# EXERCISES TO COMPLETE:
A. Check each statement against the plyara metadata thread and answer yes or no, quoting the words of the thread that decide it. (i) The change to metadata handling in v2.0.0 was intended. (ii) The migration notes were put in the README. (iii) Trying collections.OrderedDict showed that it breaks JSON loading and dumping.
B. From the plyara metadata thread, extract word for word the part that begins at the words "Comments (16)" and stops after the words "upgrade or anything.".
─── PASSAGE
Comments (16)
Thanks for the issue!
This is an intended change in v2.0.0, which does break compatibility with prior versions. We had a similar discussion here: #45 (comment). The short version is that the old way makes it easier to access specific metadata attributes, but the new version makes it possible to retain order in metadata, which is important for rule sharing, where the standard workflow is to parse a rule, then "rebuild" it with Plyara's utility functions.
If you have any ideas on how to improve how we handle metadata keys, or document it better, I'd be happy to hear them. I put some migration notes in the changelog, but I realize that's not the most obvious place to look since pip won't bring that up when you upgrade or anything.
from plyara.
What about using a collections.OrderedDict to retain order?
I saw the notes in the changelog, but anyway I wanted to understand the reason for the change because I think it may not be necessary to break compatibility.
from plyara.
Seems reasonable to me. I just tried it out a little and it seems to work transparently with JSON loading/dumping too. @utkonos what do you think?
──────
─── SUPPLIED DATA
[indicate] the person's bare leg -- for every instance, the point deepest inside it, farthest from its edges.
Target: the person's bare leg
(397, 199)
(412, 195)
──────
# TASK RESULTS:
A.
(i) Yes: "This is an intended change in v2.0.0"
(ii) No: "I put some migration notes in the changelog"
(iii) No: "it seems to work transparently with JSON loading/dumping too"

B.
Comments (16)
Thanks for the issue!
This is an intended change in v2.0.0, which does break compatibility with prior versions. We had a similar discussion here: #45 (comment). The short version is that the old way makes it easier to access specific metadata attributes, but the new version makes it possible to retain order in metadata, which is important for rule sharing, where the standard workflow is to parse a rule, then "rebuild" it with Plyara's utility functions.
If you have any ideas on how to improve how we handle metadata keys, or document it better, I'd be happy to hear them. I put some migration notes in the changelog, but I realize that's not the most obvious place to look since pip won't bring that up when you upgrade or anything.